→ **Exercise requirements**: Leave the pictures out and reproduce, exactly, the lines from the one with "of the pine" through the end of the entries below.

→ **Given data**:
= Beginning of Section =

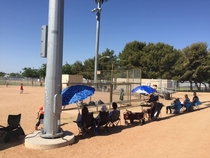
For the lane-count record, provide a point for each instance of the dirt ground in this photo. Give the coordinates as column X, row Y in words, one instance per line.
column 173, row 136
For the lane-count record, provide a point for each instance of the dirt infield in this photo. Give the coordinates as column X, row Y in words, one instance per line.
column 173, row 136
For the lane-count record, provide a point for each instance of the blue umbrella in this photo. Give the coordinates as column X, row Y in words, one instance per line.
column 76, row 93
column 143, row 89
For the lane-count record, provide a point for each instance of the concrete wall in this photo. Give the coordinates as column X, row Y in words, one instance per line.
column 162, row 84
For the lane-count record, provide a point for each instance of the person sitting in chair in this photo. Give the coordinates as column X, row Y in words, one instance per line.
column 40, row 116
column 103, row 109
column 114, row 106
column 176, row 105
column 79, row 117
column 186, row 103
column 80, row 123
column 195, row 100
column 154, row 110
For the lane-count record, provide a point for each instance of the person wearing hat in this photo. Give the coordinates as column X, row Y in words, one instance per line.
column 148, row 113
column 103, row 109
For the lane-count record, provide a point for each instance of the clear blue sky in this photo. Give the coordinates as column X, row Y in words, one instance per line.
column 176, row 22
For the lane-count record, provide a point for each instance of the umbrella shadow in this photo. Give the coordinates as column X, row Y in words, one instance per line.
column 105, row 131
column 11, row 143
column 184, row 113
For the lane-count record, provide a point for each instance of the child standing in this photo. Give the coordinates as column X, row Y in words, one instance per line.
column 21, row 88
column 40, row 116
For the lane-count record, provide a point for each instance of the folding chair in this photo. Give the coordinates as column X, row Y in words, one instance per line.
column 197, row 104
column 104, row 119
column 87, row 124
column 114, row 119
column 13, row 130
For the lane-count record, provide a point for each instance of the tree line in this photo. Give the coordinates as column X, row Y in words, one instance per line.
column 159, row 60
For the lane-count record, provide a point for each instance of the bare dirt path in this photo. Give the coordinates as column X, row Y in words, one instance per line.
column 184, row 136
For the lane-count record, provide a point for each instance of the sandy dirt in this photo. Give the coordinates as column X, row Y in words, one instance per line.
column 173, row 136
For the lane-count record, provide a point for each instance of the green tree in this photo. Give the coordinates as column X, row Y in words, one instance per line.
column 67, row 69
column 88, row 72
column 195, row 68
column 29, row 72
column 2, row 74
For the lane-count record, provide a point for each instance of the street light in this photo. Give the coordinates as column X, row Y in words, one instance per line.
column 98, row 13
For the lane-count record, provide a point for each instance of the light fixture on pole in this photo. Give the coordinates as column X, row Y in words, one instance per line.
column 98, row 13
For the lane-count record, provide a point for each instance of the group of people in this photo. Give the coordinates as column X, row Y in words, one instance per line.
column 154, row 111
column 40, row 116
column 97, row 119
column 177, row 104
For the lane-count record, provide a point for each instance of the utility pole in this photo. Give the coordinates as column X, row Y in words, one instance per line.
column 53, row 83
column 98, row 15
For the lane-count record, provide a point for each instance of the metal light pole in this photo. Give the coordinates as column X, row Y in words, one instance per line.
column 53, row 98
column 98, row 14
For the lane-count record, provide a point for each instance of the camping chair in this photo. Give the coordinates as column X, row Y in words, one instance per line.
column 114, row 119
column 197, row 104
column 104, row 119
column 13, row 130
column 157, row 111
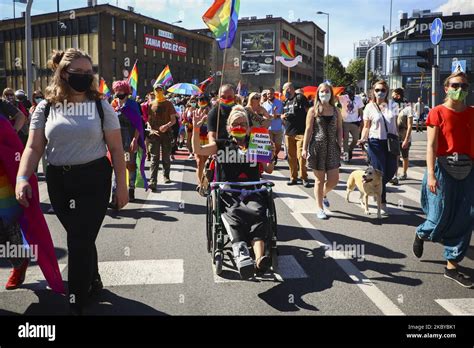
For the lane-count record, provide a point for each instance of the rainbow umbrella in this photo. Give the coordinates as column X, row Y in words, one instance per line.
column 185, row 89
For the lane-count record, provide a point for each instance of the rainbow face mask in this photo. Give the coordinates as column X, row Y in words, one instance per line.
column 238, row 133
column 227, row 103
column 160, row 96
column 457, row 94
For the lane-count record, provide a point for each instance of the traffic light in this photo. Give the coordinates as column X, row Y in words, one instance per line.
column 428, row 56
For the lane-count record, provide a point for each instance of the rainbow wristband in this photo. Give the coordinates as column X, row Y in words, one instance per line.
column 21, row 178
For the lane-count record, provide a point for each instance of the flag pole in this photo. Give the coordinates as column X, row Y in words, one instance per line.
column 223, row 69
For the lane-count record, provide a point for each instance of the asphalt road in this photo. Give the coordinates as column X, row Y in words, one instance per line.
column 153, row 257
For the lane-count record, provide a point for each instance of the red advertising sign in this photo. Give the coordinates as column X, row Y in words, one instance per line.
column 166, row 45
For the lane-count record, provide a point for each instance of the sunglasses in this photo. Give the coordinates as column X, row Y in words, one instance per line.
column 464, row 86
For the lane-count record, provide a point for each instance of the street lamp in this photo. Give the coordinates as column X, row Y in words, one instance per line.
column 327, row 53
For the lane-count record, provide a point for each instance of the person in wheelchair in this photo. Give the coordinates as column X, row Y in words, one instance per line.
column 244, row 216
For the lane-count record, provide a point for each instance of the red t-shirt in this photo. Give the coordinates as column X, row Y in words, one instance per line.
column 456, row 130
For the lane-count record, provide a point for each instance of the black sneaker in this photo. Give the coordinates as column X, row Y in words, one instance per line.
column 458, row 277
column 131, row 195
column 418, row 246
column 96, row 287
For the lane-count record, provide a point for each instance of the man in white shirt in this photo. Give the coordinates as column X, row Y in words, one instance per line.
column 351, row 114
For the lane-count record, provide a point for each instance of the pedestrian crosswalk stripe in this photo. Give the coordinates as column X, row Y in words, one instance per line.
column 368, row 287
column 288, row 268
column 457, row 306
column 142, row 272
column 34, row 279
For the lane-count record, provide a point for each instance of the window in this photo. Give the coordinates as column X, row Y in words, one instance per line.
column 83, row 25
column 94, row 24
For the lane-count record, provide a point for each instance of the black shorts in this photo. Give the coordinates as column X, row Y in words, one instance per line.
column 404, row 152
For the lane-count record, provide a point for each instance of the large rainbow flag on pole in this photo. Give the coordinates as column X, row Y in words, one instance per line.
column 165, row 77
column 104, row 89
column 133, row 80
column 222, row 19
column 32, row 223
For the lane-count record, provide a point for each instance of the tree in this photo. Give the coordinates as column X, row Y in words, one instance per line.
column 356, row 69
column 336, row 73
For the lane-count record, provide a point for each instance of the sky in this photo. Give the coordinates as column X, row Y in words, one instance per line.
column 349, row 20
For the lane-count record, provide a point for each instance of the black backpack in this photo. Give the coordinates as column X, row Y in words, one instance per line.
column 98, row 104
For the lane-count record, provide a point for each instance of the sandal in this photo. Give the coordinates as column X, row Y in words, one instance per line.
column 263, row 264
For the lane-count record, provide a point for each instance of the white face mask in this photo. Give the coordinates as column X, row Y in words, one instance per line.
column 325, row 97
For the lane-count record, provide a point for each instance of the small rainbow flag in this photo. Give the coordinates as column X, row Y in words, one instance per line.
column 288, row 52
column 222, row 19
column 104, row 89
column 133, row 80
column 165, row 78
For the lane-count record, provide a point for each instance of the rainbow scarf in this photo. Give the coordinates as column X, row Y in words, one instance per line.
column 31, row 219
column 133, row 80
column 227, row 103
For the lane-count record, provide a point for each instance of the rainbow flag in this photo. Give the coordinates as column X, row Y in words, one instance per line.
column 104, row 89
column 133, row 80
column 165, row 78
column 222, row 19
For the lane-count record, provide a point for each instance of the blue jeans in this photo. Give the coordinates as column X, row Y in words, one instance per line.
column 449, row 213
column 382, row 160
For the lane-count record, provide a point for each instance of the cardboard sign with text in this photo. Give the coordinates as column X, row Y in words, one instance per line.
column 260, row 145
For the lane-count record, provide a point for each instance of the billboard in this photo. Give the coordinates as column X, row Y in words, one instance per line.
column 258, row 40
column 166, row 45
column 257, row 63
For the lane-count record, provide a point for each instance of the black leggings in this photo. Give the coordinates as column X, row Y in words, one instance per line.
column 245, row 220
column 80, row 198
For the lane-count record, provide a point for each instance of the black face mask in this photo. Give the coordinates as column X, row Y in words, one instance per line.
column 122, row 96
column 80, row 82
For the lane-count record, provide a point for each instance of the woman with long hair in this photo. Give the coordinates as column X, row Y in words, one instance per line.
column 322, row 145
column 75, row 126
column 380, row 122
column 447, row 195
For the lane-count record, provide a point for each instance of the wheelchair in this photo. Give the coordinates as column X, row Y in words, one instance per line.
column 218, row 241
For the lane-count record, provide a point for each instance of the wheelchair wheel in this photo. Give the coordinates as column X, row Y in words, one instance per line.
column 209, row 223
column 218, row 261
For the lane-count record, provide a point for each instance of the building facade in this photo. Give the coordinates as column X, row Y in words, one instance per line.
column 457, row 43
column 125, row 37
column 377, row 57
column 251, row 59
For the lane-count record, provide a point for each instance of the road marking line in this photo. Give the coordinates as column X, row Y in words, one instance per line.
column 370, row 289
column 457, row 306
column 142, row 272
column 366, row 285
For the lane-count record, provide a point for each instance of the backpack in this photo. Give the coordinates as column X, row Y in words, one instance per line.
column 98, row 104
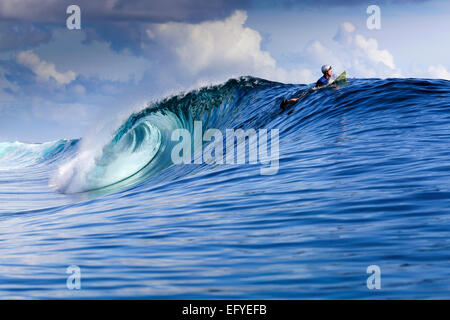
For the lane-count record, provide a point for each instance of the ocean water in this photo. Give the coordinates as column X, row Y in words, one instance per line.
column 363, row 179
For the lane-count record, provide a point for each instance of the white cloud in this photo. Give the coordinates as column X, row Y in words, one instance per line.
column 439, row 72
column 364, row 54
column 360, row 56
column 223, row 49
column 42, row 69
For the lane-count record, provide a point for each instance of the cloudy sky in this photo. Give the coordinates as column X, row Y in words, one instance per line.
column 59, row 83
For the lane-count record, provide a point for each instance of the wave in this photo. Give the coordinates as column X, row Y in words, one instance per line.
column 141, row 147
column 17, row 155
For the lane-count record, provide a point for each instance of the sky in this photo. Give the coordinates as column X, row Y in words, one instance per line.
column 59, row 83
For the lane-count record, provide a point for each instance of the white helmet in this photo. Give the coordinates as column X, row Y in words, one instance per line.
column 325, row 68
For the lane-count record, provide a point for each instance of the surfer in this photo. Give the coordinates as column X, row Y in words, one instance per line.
column 323, row 81
column 327, row 72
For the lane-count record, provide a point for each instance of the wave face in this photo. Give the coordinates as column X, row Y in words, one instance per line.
column 363, row 180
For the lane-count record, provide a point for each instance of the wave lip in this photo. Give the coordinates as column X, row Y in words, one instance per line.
column 18, row 155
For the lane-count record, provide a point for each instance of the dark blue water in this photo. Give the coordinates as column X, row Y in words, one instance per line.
column 363, row 179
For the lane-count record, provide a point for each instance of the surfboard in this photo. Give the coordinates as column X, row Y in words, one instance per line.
column 341, row 79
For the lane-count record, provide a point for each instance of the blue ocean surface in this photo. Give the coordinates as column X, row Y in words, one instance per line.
column 363, row 179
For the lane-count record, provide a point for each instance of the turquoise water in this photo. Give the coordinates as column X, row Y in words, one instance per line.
column 363, row 179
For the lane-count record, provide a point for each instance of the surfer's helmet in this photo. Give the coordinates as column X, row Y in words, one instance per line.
column 325, row 68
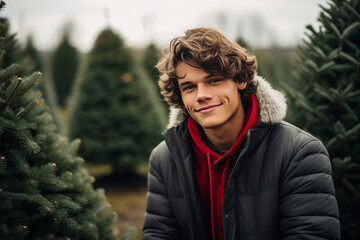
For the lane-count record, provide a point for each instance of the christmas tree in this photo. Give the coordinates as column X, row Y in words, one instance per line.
column 64, row 66
column 150, row 58
column 45, row 191
column 325, row 100
column 113, row 113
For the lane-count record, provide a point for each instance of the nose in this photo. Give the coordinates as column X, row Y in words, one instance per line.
column 203, row 93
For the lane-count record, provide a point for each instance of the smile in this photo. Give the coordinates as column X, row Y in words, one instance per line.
column 207, row 109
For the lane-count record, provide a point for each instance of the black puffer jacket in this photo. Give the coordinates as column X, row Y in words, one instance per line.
column 280, row 187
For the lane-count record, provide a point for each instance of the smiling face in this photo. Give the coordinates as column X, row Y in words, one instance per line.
column 211, row 100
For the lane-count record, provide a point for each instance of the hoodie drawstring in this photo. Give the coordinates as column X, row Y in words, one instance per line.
column 212, row 207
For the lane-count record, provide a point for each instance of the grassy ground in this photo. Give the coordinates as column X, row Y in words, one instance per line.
column 127, row 196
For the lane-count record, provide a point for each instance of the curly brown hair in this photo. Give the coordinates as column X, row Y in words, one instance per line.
column 208, row 49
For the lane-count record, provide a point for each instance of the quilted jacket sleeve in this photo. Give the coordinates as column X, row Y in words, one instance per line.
column 159, row 218
column 308, row 206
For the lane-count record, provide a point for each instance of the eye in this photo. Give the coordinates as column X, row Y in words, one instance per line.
column 188, row 87
column 215, row 80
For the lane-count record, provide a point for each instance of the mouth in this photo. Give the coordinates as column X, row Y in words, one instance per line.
column 207, row 109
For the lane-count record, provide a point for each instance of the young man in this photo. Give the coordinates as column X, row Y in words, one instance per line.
column 230, row 167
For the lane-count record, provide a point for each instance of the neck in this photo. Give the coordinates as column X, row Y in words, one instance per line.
column 223, row 137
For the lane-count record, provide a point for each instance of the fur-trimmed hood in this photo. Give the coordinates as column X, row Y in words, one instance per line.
column 272, row 105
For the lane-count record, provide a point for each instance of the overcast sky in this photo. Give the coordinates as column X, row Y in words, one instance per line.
column 260, row 22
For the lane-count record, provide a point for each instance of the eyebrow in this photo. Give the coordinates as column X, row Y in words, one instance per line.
column 189, row 82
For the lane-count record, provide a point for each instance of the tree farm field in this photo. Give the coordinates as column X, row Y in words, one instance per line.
column 127, row 197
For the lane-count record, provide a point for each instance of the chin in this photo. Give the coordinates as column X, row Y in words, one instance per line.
column 209, row 123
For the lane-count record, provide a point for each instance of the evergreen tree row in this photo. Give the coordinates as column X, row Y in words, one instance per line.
column 45, row 191
column 326, row 100
column 113, row 112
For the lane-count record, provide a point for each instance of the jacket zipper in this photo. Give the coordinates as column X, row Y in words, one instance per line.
column 247, row 143
column 184, row 178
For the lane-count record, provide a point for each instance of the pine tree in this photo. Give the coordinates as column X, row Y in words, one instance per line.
column 113, row 113
column 326, row 100
column 45, row 191
column 35, row 62
column 64, row 66
column 150, row 58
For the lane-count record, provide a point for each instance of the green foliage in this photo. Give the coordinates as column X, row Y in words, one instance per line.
column 45, row 191
column 150, row 58
column 113, row 113
column 326, row 100
column 64, row 67
column 30, row 52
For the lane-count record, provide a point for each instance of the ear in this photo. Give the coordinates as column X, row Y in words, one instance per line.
column 241, row 85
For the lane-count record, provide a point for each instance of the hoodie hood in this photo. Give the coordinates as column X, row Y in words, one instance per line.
column 272, row 105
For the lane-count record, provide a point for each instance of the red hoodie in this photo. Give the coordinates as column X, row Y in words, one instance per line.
column 213, row 170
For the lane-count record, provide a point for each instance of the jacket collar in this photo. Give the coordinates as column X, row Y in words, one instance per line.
column 272, row 105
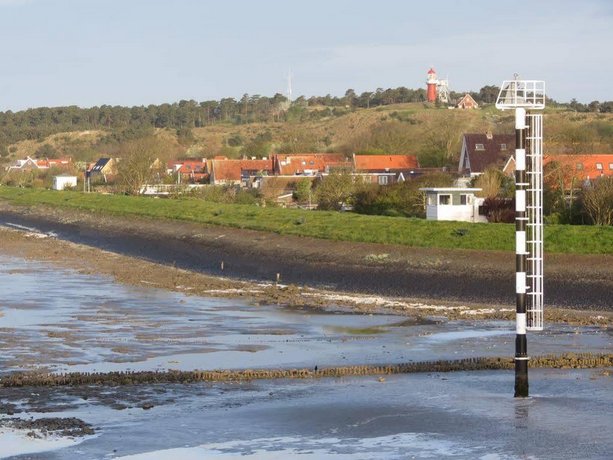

= End of Section =

→ **Exercise solution**:
For the lane-count record, provide a point for each instance of the pine tree in this photo. Give the coordinates as column X, row Y in words, one instance per line.
column 113, row 113
column 326, row 100
column 45, row 191
column 35, row 62
column 64, row 66
column 150, row 58
For the lane-count record, provide a point for each instance of the green foliage in this photo. Give the coordinates as column X, row Y in words, one instance per line.
column 45, row 191
column 150, row 58
column 113, row 113
column 326, row 100
column 64, row 67
column 30, row 52
For the lane-count record, provide a point for each instance of the ear in this photo. Give the coordinates as column X, row Y in words, one instance per line.
column 241, row 85
For the lane-count record, provide a point for each instance of the hoodie hood in this photo. Give the coordinates as column X, row Y in words, one instance per line.
column 272, row 105
For the lane-count record, provide a point for each instance of the red hoodie in this photo. Give the coordinates as column X, row Y in words, one instance per line.
column 213, row 170
For the lane-count record, provide a point for each instance of the jacket collar in this photo. Give the coordinates as column X, row Y in words, one instance per line.
column 272, row 105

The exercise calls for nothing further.